*Dataset excerpts*:
######

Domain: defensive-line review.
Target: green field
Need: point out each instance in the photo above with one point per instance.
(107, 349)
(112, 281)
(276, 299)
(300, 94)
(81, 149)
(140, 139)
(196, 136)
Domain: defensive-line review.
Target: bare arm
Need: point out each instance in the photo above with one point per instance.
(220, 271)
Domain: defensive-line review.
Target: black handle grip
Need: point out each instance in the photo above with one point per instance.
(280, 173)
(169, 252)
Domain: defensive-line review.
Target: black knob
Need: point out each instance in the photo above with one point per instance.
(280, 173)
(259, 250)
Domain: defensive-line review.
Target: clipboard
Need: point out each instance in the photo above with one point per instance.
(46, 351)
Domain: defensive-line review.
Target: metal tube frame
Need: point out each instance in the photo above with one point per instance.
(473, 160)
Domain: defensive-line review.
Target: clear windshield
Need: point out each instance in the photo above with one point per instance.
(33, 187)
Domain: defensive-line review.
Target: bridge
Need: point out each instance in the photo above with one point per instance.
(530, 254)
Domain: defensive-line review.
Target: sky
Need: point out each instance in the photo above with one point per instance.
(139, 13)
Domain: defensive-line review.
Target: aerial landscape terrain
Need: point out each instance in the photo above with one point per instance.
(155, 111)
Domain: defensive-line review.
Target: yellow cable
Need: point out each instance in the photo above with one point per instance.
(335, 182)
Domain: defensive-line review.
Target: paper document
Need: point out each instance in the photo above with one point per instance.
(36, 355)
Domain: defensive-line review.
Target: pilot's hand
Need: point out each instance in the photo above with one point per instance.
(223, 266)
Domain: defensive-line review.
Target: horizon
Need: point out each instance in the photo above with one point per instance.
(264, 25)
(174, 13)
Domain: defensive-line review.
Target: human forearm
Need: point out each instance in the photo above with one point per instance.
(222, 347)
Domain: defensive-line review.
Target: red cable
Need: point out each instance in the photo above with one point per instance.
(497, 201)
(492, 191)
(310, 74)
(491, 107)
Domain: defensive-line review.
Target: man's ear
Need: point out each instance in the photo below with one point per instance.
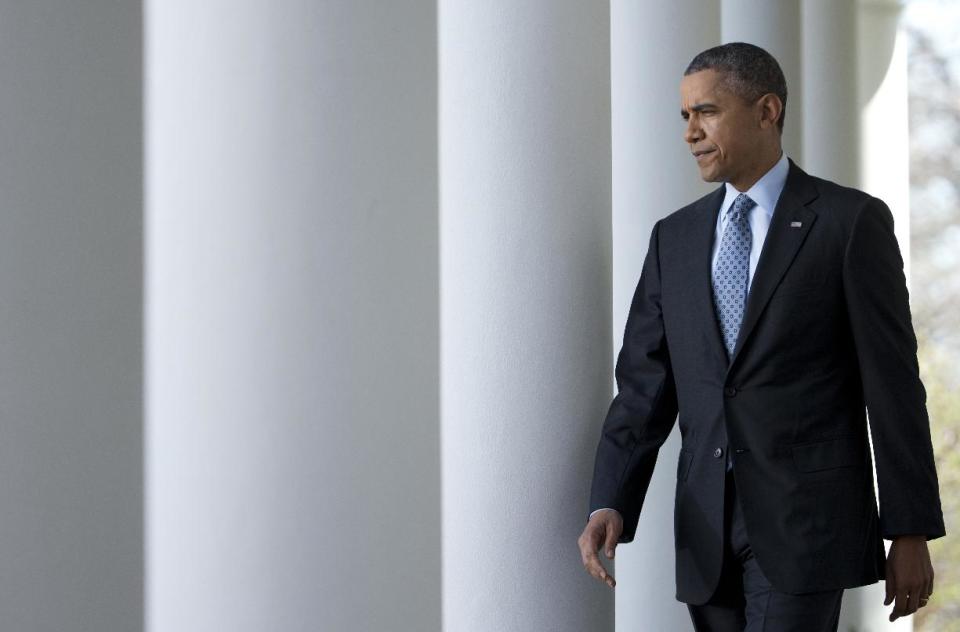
(770, 108)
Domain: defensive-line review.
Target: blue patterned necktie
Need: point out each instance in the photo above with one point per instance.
(731, 276)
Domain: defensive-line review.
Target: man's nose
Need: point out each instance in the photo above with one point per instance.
(692, 133)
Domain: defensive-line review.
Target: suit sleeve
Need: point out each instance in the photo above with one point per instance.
(643, 412)
(886, 346)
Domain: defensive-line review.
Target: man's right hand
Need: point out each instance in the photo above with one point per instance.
(603, 529)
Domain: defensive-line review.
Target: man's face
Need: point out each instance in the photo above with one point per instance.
(723, 130)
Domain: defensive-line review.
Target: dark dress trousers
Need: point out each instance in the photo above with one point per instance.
(826, 336)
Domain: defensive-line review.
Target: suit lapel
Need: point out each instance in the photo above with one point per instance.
(782, 242)
(699, 250)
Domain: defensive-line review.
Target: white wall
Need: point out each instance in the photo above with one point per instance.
(292, 320)
(70, 316)
(525, 308)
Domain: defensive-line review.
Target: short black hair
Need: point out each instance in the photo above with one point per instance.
(748, 71)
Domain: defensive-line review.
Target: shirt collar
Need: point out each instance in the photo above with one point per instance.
(765, 191)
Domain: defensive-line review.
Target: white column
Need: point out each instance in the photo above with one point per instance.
(884, 172)
(292, 316)
(831, 119)
(525, 308)
(885, 126)
(775, 27)
(71, 430)
(653, 174)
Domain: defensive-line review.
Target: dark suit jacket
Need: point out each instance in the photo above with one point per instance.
(826, 333)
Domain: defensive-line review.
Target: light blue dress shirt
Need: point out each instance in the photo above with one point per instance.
(765, 192)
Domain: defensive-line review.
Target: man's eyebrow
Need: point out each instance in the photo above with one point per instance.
(698, 108)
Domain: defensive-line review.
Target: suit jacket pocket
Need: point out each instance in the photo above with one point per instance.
(845, 451)
(799, 287)
(684, 461)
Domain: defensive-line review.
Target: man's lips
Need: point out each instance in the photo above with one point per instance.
(702, 153)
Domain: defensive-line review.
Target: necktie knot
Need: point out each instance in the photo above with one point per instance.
(741, 206)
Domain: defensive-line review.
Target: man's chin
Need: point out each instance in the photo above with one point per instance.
(710, 175)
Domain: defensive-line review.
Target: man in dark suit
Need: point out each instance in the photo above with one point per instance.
(771, 315)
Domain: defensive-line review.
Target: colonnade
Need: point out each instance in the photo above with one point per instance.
(327, 333)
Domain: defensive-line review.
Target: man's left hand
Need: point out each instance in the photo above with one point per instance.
(909, 575)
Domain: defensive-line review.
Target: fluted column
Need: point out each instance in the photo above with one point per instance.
(292, 316)
(525, 308)
(831, 118)
(884, 172)
(885, 135)
(653, 174)
(774, 26)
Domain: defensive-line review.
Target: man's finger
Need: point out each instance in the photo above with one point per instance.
(891, 584)
(611, 543)
(900, 606)
(913, 601)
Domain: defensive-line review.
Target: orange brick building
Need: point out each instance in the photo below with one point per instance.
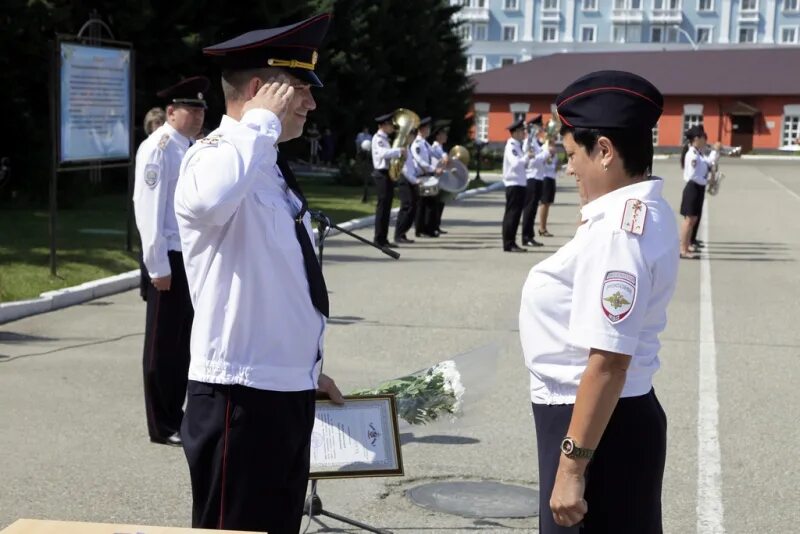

######

*Problem*: Look through the data above for the word "suit". Report each line where it occurs.

*The completed task*:
Target: suit sleeve
Target: suit lapel
Target: dark suit jacket
Target: suit jacket pocket
Target: man in dark suit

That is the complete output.